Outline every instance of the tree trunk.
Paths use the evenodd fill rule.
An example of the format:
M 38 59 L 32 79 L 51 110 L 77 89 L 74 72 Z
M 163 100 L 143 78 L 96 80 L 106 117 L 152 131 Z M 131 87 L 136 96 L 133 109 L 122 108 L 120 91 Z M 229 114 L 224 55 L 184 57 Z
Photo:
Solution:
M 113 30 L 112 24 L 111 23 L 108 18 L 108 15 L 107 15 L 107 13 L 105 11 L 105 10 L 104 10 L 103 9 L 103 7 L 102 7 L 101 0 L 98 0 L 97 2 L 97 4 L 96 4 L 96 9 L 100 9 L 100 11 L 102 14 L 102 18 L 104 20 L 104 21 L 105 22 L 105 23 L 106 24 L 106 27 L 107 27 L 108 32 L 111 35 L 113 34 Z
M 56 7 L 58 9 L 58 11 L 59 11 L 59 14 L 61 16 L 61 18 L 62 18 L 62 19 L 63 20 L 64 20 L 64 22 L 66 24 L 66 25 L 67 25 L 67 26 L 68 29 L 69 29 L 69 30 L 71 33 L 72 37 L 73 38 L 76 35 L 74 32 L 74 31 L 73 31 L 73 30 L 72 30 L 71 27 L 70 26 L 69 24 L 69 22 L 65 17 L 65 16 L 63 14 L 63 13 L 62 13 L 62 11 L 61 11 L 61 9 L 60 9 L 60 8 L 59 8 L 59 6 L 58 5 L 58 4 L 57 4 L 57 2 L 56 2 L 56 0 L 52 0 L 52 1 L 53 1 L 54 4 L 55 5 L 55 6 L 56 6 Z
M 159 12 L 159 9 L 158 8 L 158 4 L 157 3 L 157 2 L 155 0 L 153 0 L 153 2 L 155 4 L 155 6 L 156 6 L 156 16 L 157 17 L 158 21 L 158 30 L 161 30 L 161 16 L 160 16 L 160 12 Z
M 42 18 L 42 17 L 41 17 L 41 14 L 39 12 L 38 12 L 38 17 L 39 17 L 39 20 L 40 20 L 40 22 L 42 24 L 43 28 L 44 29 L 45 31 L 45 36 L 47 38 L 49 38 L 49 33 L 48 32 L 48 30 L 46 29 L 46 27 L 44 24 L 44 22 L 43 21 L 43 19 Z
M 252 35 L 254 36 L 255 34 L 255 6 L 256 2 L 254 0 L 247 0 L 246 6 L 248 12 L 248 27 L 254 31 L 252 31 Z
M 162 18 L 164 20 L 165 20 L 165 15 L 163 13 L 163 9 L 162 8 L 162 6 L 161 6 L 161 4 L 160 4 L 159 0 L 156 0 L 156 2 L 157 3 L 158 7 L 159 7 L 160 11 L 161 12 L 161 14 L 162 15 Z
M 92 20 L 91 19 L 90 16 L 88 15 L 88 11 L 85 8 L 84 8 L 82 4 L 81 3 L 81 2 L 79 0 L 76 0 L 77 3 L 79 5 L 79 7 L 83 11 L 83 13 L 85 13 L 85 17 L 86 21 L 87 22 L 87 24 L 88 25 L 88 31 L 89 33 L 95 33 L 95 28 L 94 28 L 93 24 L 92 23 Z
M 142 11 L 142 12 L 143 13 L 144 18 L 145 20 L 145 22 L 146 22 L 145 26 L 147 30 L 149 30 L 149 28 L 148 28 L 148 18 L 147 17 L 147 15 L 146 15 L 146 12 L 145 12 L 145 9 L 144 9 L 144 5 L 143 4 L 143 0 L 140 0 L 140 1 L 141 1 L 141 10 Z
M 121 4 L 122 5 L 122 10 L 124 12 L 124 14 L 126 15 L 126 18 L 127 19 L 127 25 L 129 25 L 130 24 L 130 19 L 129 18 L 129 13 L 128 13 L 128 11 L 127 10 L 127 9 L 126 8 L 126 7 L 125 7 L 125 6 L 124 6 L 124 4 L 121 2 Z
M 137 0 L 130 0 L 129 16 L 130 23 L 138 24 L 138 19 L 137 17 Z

★ ★ ★ ★ ★

Edit the listing above by replacing "tree trunk" with "tree branch", and write out every line again with nothing else changed.

Outline every instance of the tree branch.
Paths use the evenodd fill rule.
An example of the format:
M 38 59 L 32 79 L 51 110 L 77 89 L 74 72 Z
M 163 100 L 143 78 L 96 80 L 106 117 L 152 131 Z M 131 87 L 136 96 L 133 109 L 122 108 L 120 91 Z M 229 114 L 224 55 L 184 57 Z
Photo:
Solution:
M 113 30 L 112 24 L 111 23 L 108 18 L 108 15 L 107 15 L 107 13 L 105 11 L 105 10 L 104 10 L 103 9 L 103 7 L 102 7 L 101 0 L 98 0 L 97 2 L 97 4 L 96 4 L 96 9 L 100 9 L 100 11 L 102 14 L 102 18 L 104 20 L 104 21 L 105 22 L 105 23 L 106 24 L 106 27 L 107 27 L 108 32 L 111 35 L 113 34 Z
M 56 7 L 58 9 L 58 11 L 59 11 L 59 14 L 61 16 L 61 18 L 62 18 L 62 19 L 63 20 L 64 20 L 64 22 L 66 24 L 66 25 L 67 25 L 67 26 L 68 29 L 69 29 L 69 30 L 71 33 L 72 37 L 73 38 L 76 35 L 74 32 L 74 31 L 73 31 L 73 30 L 72 30 L 71 27 L 70 26 L 69 24 L 69 22 L 65 17 L 65 16 L 63 14 L 63 13 L 62 13 L 62 11 L 61 11 L 61 9 L 60 9 L 60 8 L 59 8 L 59 6 L 58 5 L 58 4 L 57 4 L 57 2 L 56 2 L 56 0 L 52 0 L 52 1 L 53 1 L 54 4 L 55 5 L 55 6 L 56 6 Z
M 159 12 L 159 9 L 158 8 L 158 4 L 157 3 L 157 2 L 155 0 L 153 0 L 153 2 L 155 4 L 155 6 L 156 6 L 156 16 L 157 17 L 158 21 L 158 30 L 161 30 L 161 16 L 160 16 L 160 12 Z
M 42 18 L 42 17 L 41 17 L 41 14 L 39 12 L 38 12 L 38 17 L 39 17 L 39 20 L 40 20 L 40 22 L 42 24 L 43 28 L 44 29 L 45 31 L 45 36 L 47 38 L 49 38 L 49 33 L 48 32 L 48 30 L 46 29 L 46 27 L 44 24 L 44 22 L 43 21 L 43 19 Z
M 252 35 L 254 36 L 255 34 L 255 6 L 256 2 L 254 0 L 247 0 L 246 6 L 248 12 L 248 27 L 254 31 L 252 31 Z
M 162 18 L 164 20 L 165 20 L 165 15 L 163 13 L 163 9 L 162 8 L 162 6 L 161 6 L 161 4 L 160 4 L 159 0 L 156 0 L 156 2 L 157 3 L 158 7 L 159 7 L 160 11 L 161 12 L 161 14 L 162 15 Z
M 92 20 L 91 19 L 90 16 L 88 15 L 88 11 L 85 8 L 84 8 L 82 4 L 81 3 L 81 2 L 79 0 L 76 0 L 77 3 L 79 5 L 79 7 L 83 11 L 83 13 L 85 13 L 85 17 L 86 21 L 87 22 L 87 24 L 88 25 L 88 31 L 89 33 L 95 33 L 95 28 L 94 28 L 93 24 L 92 23 Z
M 142 11 L 142 12 L 143 13 L 144 18 L 145 20 L 145 22 L 146 22 L 145 26 L 147 30 L 149 30 L 149 28 L 148 28 L 148 18 L 147 17 L 147 15 L 146 15 L 146 12 L 145 12 L 145 9 L 144 9 L 144 5 L 143 4 L 143 0 L 140 0 L 140 1 L 141 1 L 141 10 Z
M 121 4 L 122 5 L 122 10 L 124 12 L 124 14 L 126 15 L 126 18 L 127 19 L 127 25 L 129 25 L 130 24 L 130 19 L 129 18 L 129 13 L 128 13 L 128 11 L 127 10 L 127 9 L 126 8 L 126 7 L 125 7 L 125 6 L 124 6 L 124 4 L 121 2 Z
M 137 0 L 130 0 L 129 16 L 130 23 L 138 24 L 138 19 L 137 17 Z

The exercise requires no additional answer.